» **ページ抜粋**:
• • • • • • •
説明

組電池,電池および接続継ぎ手

【課題】異種金属の両端子を接合した場合においても,端子の腐食を防止することができる組電池,電池および接続継ぎ手を提供すること。
【解決手段】本発明の組電池は,電極体11と,電極体11を包むラミネートフィルム14と,電極体11に接続されるとともにラミネートフィルム14から突出する両極端子(正極端子12と負極端子13)とを有する二次電池1を2個以上直列接続してなるものであって,隣接する二次電池1間の端子の接合部は,自然電位が高い方の端子(負極端子13)の,ラミネートフィルム14から突出する部分の全体のうち,少なくとも,隣接する電池の端子(正極端子12)との接続に用いられる部分(露出部18)を除いた部分が,絶縁フィルム15により覆われているものである。

【発明の詳細な説明】
【技術分野】
【0001】
本発明は,複数個の電池を接続した組電池とその電池,および例えば電池の端子間の接合部分等の接続継ぎ手に関する。さらに詳細には,例えば二次電池等の両端子が異種金属である電池と,その電池の端子同士を接合した組電池,およびその接合部である接続継ぎ手に関するものである。
【背景技術】
【0002】
従来より,小型軽量な二次電池の例としてラミネート型リチウムイオン電池が普及している。このラミネート型リチウムイオン電池では,両極端子として銅製端子とアルミ製端子を有することが一般的である。ここで,このラミネート型リチウムイオン電池を自動車等の大電力を要する機器に利用する場合には,電池単体で得られる電圧が低いことから,複数の電池を直列に接続して使用することが多い。この場合,互いに異種の金属でできた両端子を接合することが必要となる。
• • • • • • •
» **指定タスク 1**:
ページ抜粋にある次の一文を英語に訳してください:「この場合,互いに異種の金属でできた両端子を接合することが必要となる。」
» **指定タスク 2**:
下の行のうち、文字列「coffee」を含むものをすべて、一字も変えずに書き写して示してください。大文字と小文字は区別します。
• • • • • • •
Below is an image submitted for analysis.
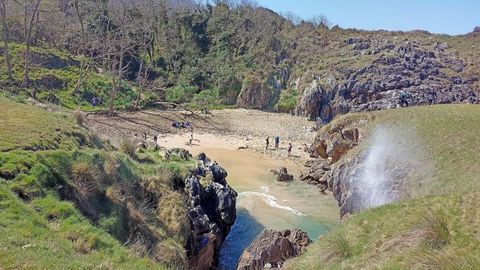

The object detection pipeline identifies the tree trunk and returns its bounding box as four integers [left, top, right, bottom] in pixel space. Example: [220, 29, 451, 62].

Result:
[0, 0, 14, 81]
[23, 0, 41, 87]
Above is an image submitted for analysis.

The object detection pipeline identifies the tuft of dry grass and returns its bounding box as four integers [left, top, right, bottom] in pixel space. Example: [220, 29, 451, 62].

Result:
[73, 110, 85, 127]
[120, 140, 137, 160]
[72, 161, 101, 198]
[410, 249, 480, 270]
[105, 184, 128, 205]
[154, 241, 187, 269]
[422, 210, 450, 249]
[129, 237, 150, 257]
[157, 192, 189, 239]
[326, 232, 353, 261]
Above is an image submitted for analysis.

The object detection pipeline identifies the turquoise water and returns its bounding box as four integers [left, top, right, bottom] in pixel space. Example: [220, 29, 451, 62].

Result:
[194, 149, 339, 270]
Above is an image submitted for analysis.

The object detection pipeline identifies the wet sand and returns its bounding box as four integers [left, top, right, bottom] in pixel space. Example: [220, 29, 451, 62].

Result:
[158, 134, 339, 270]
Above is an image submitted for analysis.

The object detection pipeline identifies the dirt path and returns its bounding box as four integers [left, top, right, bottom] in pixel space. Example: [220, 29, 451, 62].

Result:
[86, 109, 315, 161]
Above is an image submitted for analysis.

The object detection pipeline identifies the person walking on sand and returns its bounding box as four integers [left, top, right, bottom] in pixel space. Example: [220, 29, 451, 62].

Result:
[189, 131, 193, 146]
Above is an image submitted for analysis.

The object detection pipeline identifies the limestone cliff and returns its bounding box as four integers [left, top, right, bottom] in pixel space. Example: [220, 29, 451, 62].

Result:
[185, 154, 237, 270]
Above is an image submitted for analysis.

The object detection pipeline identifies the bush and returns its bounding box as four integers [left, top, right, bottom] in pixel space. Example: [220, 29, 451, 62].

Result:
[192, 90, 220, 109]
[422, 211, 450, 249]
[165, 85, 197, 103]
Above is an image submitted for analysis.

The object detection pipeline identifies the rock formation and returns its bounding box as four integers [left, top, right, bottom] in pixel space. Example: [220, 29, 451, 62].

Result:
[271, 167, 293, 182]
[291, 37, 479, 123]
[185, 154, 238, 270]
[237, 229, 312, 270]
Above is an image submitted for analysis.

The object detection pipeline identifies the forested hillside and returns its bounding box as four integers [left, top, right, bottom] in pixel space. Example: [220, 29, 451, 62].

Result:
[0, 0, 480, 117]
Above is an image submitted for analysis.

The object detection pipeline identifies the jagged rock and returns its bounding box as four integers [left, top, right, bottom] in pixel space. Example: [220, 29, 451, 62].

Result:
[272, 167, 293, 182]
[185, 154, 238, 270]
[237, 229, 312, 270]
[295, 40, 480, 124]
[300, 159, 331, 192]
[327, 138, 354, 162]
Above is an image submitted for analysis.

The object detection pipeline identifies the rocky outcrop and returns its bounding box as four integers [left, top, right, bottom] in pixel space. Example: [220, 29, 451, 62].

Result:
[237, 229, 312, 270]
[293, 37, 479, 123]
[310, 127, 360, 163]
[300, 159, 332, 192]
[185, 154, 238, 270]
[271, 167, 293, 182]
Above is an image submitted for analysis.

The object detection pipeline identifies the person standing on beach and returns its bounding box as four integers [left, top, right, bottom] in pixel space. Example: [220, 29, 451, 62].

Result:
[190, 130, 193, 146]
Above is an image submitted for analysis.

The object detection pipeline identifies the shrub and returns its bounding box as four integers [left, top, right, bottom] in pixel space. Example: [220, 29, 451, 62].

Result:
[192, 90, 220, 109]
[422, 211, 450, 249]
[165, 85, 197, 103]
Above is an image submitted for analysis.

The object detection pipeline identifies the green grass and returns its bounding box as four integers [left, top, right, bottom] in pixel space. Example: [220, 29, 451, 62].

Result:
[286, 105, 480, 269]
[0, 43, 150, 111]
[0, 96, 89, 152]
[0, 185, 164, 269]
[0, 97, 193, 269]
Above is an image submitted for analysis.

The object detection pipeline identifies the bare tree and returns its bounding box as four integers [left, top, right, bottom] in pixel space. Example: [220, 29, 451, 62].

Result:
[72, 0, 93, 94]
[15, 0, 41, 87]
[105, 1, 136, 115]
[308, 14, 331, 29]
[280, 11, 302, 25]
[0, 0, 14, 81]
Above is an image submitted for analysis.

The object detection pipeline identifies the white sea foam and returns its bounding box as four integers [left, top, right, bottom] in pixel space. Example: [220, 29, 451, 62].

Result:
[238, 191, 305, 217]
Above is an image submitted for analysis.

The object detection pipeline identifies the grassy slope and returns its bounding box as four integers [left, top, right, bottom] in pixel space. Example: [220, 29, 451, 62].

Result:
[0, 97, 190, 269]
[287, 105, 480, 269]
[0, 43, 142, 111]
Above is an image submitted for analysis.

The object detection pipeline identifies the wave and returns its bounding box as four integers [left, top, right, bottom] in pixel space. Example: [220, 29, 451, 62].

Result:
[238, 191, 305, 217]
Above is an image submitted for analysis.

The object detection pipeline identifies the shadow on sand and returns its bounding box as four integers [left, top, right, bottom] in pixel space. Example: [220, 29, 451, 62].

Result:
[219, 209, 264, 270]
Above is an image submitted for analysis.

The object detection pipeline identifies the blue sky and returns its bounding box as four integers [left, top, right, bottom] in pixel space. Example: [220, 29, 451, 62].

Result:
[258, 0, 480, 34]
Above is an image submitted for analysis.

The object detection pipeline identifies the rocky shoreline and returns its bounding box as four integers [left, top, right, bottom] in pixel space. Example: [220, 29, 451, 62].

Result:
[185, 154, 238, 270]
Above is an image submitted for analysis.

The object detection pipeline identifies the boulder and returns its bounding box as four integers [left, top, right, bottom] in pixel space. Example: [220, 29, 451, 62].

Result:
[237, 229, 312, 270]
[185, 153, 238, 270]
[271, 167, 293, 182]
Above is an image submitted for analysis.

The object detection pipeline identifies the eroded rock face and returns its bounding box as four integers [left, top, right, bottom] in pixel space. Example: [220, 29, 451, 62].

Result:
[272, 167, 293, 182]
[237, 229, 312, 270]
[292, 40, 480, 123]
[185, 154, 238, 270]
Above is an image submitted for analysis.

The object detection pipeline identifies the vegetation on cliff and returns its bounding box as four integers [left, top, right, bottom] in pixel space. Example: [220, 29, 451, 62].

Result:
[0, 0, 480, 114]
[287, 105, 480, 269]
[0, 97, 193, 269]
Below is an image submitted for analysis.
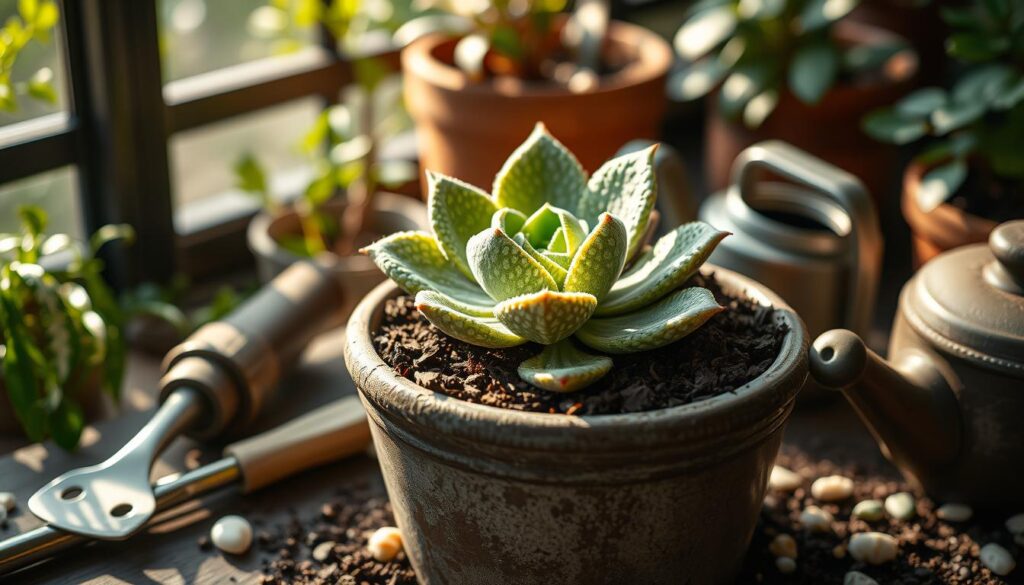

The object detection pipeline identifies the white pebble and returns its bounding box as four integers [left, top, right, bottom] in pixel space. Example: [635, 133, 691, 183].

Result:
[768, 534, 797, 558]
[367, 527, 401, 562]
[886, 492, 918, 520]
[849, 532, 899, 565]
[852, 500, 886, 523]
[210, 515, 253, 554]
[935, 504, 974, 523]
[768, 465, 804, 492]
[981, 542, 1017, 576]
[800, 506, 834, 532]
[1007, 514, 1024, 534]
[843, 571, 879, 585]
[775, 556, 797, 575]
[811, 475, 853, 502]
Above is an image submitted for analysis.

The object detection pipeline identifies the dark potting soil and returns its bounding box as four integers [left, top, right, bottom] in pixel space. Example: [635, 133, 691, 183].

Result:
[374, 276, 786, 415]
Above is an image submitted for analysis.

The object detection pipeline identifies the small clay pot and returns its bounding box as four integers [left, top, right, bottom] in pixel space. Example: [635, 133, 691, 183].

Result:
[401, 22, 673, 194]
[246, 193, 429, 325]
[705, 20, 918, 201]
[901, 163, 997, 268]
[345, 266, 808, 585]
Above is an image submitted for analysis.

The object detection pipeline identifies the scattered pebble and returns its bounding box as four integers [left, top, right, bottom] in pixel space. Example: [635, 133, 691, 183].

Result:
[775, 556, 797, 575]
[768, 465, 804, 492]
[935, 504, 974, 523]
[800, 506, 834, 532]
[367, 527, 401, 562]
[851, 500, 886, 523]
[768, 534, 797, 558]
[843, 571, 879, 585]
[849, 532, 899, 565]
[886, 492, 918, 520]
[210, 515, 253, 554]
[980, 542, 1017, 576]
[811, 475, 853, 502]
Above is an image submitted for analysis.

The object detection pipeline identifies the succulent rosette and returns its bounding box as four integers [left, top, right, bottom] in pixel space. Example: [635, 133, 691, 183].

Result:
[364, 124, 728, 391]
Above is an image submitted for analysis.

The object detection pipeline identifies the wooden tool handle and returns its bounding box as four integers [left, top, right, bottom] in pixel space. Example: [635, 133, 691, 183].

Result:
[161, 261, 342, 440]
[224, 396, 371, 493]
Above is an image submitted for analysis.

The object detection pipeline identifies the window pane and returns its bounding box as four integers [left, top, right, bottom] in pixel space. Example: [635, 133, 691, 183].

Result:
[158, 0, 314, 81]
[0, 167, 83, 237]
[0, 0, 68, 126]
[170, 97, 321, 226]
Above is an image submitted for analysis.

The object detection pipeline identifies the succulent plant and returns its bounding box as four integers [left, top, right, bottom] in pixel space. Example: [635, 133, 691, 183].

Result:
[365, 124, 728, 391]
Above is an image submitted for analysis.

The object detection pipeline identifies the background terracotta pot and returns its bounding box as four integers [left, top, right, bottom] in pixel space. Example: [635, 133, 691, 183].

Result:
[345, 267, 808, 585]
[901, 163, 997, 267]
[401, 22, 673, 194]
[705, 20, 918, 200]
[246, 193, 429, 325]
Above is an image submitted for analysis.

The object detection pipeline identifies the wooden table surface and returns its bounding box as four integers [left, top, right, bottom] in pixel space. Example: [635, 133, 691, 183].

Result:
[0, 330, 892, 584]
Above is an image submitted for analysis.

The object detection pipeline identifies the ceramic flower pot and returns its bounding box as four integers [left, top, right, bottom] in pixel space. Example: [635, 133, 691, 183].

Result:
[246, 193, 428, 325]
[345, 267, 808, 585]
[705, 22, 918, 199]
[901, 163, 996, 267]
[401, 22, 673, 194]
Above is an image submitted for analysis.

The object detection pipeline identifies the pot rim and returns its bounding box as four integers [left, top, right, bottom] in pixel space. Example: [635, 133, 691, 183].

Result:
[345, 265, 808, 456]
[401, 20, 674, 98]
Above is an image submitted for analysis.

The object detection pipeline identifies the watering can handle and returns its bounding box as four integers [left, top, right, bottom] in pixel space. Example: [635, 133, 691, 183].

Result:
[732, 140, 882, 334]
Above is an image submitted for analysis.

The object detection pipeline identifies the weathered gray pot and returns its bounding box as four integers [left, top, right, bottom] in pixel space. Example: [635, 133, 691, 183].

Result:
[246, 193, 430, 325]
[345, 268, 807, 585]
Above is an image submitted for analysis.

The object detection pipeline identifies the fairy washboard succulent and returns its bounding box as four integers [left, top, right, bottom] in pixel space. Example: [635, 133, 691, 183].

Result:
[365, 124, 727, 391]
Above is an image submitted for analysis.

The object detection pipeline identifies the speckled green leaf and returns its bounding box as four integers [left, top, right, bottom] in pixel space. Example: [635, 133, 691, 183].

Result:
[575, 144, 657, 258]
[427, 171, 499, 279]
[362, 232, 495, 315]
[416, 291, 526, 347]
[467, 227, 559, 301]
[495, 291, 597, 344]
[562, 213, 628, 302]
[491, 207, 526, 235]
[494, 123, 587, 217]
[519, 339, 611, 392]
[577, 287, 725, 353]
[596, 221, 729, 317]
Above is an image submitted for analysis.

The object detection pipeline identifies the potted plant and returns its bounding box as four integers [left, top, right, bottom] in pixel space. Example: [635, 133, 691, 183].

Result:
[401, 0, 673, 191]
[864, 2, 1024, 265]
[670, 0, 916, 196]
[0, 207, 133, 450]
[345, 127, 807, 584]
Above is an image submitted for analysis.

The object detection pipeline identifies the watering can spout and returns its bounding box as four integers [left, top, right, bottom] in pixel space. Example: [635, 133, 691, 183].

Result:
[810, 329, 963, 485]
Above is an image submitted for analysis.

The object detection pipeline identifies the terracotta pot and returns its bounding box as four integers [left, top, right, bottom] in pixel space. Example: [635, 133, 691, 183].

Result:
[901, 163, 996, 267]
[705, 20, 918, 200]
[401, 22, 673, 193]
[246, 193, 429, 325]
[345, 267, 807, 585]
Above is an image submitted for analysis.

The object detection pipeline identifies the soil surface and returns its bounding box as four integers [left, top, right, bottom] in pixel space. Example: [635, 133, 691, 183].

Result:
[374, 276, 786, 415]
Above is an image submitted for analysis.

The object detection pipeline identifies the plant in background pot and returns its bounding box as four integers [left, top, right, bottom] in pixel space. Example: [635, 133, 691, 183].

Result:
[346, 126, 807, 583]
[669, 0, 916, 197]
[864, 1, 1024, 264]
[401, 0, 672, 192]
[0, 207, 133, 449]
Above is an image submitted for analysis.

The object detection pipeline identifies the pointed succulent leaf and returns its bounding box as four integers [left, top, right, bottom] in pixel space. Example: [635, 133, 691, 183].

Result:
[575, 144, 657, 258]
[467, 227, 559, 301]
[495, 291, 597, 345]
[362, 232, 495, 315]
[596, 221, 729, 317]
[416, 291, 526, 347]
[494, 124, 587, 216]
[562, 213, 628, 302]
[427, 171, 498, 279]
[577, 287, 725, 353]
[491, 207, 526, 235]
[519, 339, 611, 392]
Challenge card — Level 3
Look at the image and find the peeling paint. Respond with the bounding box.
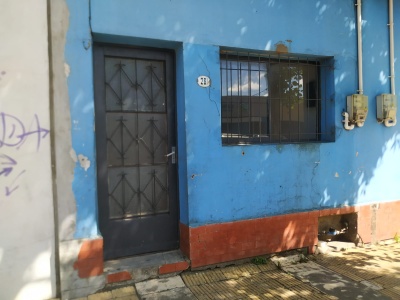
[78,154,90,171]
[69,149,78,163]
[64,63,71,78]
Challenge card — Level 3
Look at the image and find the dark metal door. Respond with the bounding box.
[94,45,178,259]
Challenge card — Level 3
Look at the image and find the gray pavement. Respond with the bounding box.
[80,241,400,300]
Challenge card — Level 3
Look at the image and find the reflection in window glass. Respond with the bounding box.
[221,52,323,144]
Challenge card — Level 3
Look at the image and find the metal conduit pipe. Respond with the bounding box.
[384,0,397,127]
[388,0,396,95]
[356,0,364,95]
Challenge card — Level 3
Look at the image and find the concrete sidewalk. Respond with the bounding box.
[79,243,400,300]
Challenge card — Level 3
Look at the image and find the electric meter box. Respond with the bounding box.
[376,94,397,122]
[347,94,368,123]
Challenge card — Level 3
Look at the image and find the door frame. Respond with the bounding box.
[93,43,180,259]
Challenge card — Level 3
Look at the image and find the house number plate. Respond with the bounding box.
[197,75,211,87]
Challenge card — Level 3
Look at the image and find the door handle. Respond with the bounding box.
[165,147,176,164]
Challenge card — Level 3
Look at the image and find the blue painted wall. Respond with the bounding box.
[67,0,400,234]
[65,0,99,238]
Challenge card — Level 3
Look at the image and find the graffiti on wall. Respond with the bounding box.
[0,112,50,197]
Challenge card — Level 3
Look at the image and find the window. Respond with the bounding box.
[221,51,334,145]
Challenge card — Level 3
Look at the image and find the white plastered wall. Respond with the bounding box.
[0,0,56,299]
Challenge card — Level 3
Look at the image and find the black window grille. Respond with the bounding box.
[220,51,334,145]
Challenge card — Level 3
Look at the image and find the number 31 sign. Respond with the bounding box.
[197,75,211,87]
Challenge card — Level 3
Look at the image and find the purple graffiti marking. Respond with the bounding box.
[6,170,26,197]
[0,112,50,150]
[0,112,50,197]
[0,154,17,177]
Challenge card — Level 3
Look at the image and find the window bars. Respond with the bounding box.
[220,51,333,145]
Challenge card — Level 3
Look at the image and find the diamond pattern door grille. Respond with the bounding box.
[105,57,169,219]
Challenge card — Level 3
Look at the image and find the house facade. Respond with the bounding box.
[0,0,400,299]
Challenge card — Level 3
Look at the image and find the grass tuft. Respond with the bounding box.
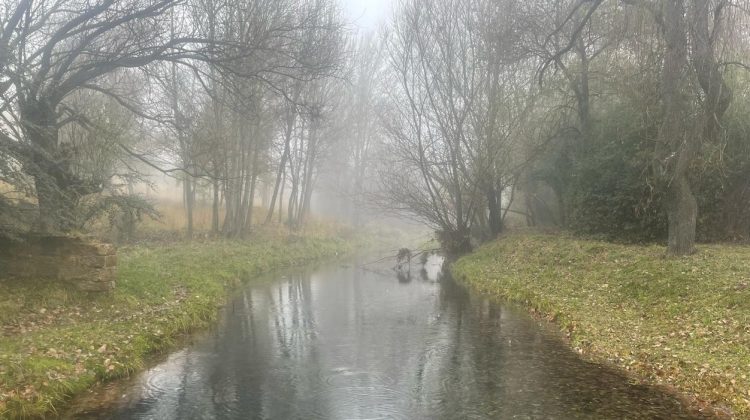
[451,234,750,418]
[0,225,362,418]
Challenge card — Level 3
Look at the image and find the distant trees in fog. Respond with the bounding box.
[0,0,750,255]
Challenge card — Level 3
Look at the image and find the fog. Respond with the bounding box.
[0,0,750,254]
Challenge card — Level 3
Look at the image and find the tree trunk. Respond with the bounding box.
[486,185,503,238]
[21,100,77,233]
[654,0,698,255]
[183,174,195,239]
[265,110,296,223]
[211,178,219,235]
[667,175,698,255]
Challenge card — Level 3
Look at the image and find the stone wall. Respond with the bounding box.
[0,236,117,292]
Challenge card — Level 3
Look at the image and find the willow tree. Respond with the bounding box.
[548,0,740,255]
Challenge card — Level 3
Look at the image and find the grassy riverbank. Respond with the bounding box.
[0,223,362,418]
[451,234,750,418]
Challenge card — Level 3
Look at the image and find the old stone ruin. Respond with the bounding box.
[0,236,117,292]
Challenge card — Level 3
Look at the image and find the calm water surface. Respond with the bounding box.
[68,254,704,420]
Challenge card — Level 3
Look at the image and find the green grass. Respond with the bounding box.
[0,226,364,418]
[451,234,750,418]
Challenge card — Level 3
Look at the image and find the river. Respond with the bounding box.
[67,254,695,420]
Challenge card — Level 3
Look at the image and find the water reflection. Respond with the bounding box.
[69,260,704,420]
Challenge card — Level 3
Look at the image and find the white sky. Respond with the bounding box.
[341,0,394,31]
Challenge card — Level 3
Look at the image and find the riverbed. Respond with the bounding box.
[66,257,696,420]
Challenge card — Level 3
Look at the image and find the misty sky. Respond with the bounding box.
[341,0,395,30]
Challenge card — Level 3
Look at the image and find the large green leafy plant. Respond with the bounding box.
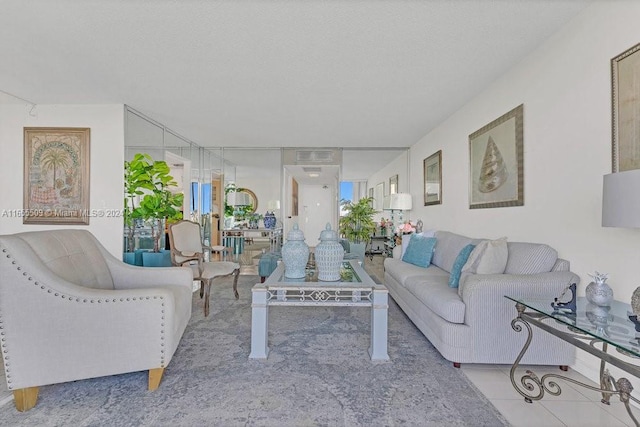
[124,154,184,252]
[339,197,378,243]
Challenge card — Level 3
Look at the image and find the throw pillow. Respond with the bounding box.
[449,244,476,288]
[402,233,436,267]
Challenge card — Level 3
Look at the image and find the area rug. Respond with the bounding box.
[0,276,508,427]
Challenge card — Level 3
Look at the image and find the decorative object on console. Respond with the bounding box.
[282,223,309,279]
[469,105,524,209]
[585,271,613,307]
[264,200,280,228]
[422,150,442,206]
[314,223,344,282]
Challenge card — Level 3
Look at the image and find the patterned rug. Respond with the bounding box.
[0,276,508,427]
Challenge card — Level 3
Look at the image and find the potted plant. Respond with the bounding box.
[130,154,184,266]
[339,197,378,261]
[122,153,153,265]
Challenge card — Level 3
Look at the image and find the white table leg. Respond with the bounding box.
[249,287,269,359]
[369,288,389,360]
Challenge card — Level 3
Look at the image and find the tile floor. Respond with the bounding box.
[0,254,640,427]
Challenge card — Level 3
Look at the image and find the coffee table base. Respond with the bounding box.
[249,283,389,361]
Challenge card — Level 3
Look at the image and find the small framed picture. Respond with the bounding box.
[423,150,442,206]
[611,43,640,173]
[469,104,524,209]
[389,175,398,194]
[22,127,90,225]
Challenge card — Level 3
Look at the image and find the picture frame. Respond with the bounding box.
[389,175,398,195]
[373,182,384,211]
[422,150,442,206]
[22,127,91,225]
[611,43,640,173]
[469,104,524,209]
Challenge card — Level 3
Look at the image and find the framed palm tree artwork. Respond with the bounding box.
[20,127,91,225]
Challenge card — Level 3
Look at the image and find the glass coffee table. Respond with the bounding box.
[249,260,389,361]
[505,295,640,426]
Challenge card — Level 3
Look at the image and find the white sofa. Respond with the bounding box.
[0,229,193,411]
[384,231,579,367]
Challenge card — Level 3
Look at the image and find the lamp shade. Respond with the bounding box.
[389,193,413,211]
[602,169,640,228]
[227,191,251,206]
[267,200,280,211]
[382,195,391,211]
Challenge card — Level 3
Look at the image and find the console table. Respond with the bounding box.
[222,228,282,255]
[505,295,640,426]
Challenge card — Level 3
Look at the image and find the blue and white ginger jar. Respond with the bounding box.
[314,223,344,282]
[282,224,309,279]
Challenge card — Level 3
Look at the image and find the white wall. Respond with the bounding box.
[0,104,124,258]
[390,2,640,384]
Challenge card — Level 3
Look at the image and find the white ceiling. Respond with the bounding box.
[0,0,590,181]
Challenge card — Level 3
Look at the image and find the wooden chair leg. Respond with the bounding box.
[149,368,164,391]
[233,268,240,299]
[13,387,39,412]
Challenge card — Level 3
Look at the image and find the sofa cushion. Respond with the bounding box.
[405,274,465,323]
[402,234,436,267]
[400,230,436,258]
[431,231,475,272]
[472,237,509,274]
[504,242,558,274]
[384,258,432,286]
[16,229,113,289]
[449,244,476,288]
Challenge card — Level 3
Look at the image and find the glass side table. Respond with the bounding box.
• • • • • • •
» **正解出力 1**:
In this case, it becomes necessary to join the two terminals, which are made of mutually different metals.

» **正解出力 2**:
Look at the image and find the coffee table base. Respond with the bounding box.
Look at the image and find the glass coffee table. Respond with the bounding box.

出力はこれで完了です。